(Beginning of DATA SUPPLIED)

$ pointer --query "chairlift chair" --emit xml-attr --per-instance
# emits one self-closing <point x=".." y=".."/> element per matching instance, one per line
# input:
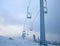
<point x="29" y="15"/>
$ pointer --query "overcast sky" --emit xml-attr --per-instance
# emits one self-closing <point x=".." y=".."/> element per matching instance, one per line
<point x="13" y="13"/>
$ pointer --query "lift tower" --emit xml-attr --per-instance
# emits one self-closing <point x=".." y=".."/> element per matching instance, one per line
<point x="42" y="24"/>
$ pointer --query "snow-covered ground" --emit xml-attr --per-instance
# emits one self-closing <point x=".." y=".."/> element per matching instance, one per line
<point x="5" y="41"/>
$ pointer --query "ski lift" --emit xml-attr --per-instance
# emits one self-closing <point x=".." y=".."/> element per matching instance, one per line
<point x="29" y="15"/>
<point x="45" y="10"/>
<point x="45" y="7"/>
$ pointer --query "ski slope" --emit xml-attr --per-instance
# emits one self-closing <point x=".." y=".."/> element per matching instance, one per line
<point x="5" y="41"/>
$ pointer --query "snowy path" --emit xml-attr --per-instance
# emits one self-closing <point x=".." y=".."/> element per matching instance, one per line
<point x="17" y="42"/>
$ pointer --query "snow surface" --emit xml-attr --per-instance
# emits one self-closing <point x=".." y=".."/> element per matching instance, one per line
<point x="5" y="41"/>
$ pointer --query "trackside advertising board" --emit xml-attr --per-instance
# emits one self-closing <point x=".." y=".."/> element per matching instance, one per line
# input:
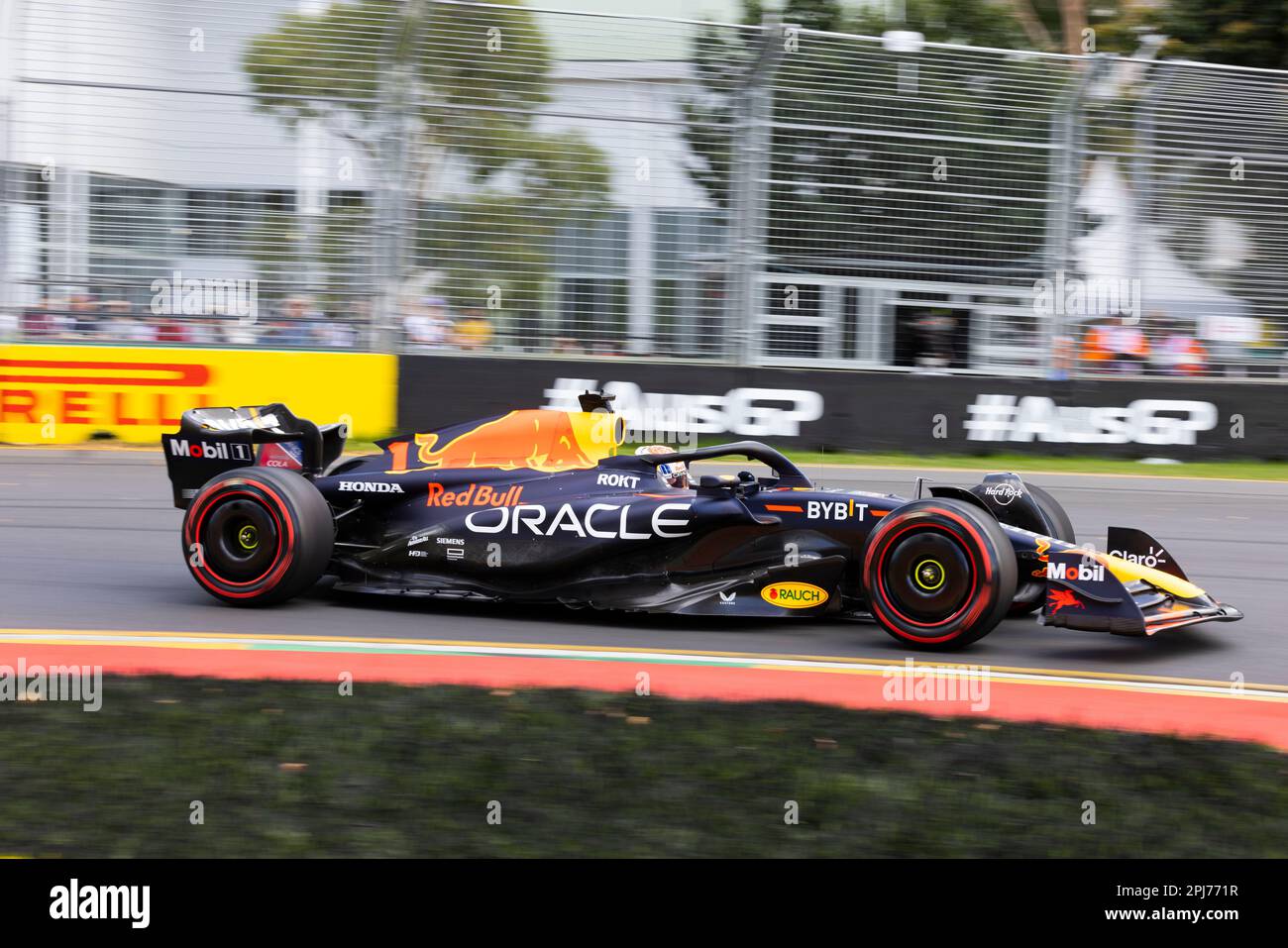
<point x="866" y="411"/>
<point x="60" y="394"/>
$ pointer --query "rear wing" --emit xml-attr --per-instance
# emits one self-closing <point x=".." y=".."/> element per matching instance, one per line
<point x="211" y="441"/>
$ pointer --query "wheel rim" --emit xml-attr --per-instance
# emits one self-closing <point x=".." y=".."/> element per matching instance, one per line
<point x="927" y="576"/>
<point x="240" y="540"/>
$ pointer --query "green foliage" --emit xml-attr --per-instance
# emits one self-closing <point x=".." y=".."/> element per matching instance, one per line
<point x="291" y="769"/>
<point x="471" y="84"/>
<point x="1235" y="33"/>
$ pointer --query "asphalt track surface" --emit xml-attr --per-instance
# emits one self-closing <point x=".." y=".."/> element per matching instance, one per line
<point x="89" y="541"/>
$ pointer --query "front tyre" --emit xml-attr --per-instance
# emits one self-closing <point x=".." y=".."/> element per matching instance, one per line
<point x="939" y="574"/>
<point x="257" y="536"/>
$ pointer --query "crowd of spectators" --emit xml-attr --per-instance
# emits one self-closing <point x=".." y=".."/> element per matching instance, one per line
<point x="294" y="322"/>
<point x="1162" y="347"/>
<point x="430" y="324"/>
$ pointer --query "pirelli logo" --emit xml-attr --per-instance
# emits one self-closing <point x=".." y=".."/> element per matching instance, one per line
<point x="99" y="393"/>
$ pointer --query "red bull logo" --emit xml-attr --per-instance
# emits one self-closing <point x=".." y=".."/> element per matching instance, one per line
<point x="1063" y="599"/>
<point x="540" y="440"/>
<point x="473" y="496"/>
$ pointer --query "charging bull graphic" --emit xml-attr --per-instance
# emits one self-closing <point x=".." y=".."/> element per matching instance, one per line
<point x="541" y="440"/>
<point x="1063" y="597"/>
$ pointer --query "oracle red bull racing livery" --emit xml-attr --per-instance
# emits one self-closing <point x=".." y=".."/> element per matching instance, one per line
<point x="541" y="506"/>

(End of DATA SUPPLIED)

## EXERCISE BRIEF
Reproduce each line from the records that contains the word "logo".

## COMPLETED EXERCISE
$ pointer --query "pirelli logo" --emit xml-attr --per-instance
$ pointer --query "red bull logo" --emit xml-attr --per-instance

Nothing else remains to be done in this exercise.